* [JOB] Output every entry exactly as given.

Records excerpted from a collection
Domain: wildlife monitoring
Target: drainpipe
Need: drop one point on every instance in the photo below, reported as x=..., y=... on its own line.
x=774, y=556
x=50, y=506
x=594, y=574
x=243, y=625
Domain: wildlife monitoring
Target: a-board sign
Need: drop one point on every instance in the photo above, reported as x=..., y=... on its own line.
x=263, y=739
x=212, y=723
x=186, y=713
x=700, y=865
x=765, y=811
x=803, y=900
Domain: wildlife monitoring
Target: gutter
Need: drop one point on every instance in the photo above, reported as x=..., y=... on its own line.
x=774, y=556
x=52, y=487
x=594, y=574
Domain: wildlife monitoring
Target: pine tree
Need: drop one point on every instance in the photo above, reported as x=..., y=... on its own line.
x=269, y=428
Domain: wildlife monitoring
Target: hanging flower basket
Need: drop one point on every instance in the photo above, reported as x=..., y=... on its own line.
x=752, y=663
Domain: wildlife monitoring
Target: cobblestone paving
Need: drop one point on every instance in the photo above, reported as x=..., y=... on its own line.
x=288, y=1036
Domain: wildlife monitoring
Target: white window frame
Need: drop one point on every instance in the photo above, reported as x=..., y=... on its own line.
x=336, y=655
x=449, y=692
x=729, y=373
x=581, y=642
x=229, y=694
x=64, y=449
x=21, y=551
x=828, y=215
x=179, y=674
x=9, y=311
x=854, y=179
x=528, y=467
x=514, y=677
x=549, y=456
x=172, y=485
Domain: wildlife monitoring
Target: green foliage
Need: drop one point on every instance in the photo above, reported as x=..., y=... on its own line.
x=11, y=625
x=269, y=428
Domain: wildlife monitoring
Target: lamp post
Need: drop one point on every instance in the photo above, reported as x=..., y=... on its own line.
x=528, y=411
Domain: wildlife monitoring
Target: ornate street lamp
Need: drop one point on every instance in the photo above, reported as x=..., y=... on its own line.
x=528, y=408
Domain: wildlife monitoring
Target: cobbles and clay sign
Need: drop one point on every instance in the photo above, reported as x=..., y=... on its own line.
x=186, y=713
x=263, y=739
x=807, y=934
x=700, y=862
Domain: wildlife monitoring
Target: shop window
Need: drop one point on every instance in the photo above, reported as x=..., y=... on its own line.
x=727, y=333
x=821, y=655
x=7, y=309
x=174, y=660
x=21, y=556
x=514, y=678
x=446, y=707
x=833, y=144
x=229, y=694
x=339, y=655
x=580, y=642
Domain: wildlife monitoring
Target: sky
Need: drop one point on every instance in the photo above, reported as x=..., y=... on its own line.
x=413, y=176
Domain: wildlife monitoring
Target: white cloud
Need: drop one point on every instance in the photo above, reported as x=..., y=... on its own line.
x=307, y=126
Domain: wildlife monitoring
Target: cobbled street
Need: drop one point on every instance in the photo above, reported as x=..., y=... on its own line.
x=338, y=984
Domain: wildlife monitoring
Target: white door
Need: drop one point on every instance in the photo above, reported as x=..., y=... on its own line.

* [OUTPUT FOR THIS TASK]
Domain: wildlife monitoring
Target: drainpipe
Need: drop one point on every instance in the photo below, reported as x=..., y=... on its own line.
x=774, y=556
x=50, y=506
x=594, y=574
x=243, y=625
Domain: wildlife monitoring
Target: a-board sign
Need: drop one point on every instance in the photo above, reported as x=..., y=... on its own line.
x=263, y=739
x=212, y=723
x=186, y=713
x=700, y=865
x=765, y=811
x=803, y=900
Domain: wildlife monitoring
Target: gutter
Need: drop one point on every instance in the photo above, reported as x=..., y=... on its own line.
x=774, y=556
x=52, y=487
x=594, y=574
Domain: wildlife monitoring
Target: pine tree
Need: drop one point on every instance in the photo above, reported as x=..., y=... on its own line.
x=269, y=428
Domain: wildlife monitoring
Target: hanging flower basket
Need: drop one point on every instance in the photo above, reported as x=..., y=... on its own line.
x=752, y=663
Domain: wildlife monitoring
Target: cobblestone paving
Need: drop one point on every instance in the photo above, reported as x=..., y=... on its own line.
x=288, y=1036
Domain: wildlife monitoring
Target: white window frame
Need: drop one point on every instance in the photo above, reported as x=..., y=... on its own line.
x=336, y=655
x=449, y=692
x=729, y=373
x=581, y=642
x=229, y=694
x=64, y=449
x=21, y=551
x=828, y=215
x=179, y=674
x=9, y=311
x=854, y=179
x=528, y=467
x=514, y=677
x=549, y=456
x=172, y=485
Domain: wildlife monitoring
Target: green foliage
Need: drop one point on every instance in the photo above, reported as x=..., y=... on its own line.
x=11, y=625
x=269, y=428
Domain: wildlife monitoring
Target: lamp post
Need: drop one point on every instance in the photo above, reported as x=..., y=... on its own line.
x=528, y=411
Domain: wildlife monitoring
Target: ornate street lamp
Need: drop one point on every instance in the photo above, reported as x=..., y=... on its own line.
x=528, y=408
Domain: wildlife monitoring
Target: cobbles and clay sign
Need: drop one point on every instance in the photo above, reported as x=..., y=... on its own line.
x=186, y=713
x=263, y=739
x=807, y=934
x=700, y=862
Domain: wildlife monitoring
Target: shop window
Need: drop one point on every instance in the photo above, reported as x=..., y=... on its own line.
x=727, y=333
x=821, y=655
x=7, y=309
x=174, y=660
x=21, y=556
x=514, y=678
x=446, y=707
x=833, y=144
x=229, y=694
x=339, y=655
x=580, y=642
Domain: wildlife monitoring
Target: sky
Need: drop one point on every instance in the photo above, reported as x=..., y=... on its own line.
x=413, y=176
Domain: wildlife monitoring
Target: white cloud
Need: drop one point on every instance in the photo above, reported as x=..., y=... on its own line.
x=307, y=126
Domain: wildlife monitoring
Target: cobbled street
Need: drop one point on every instance in the photo above, reported as x=..., y=... on its own line.
x=338, y=984
Domain: wildlife monitoring
Target: white door
Need: drop one point on every instance in the photo above, reported as x=..., y=... on its own line.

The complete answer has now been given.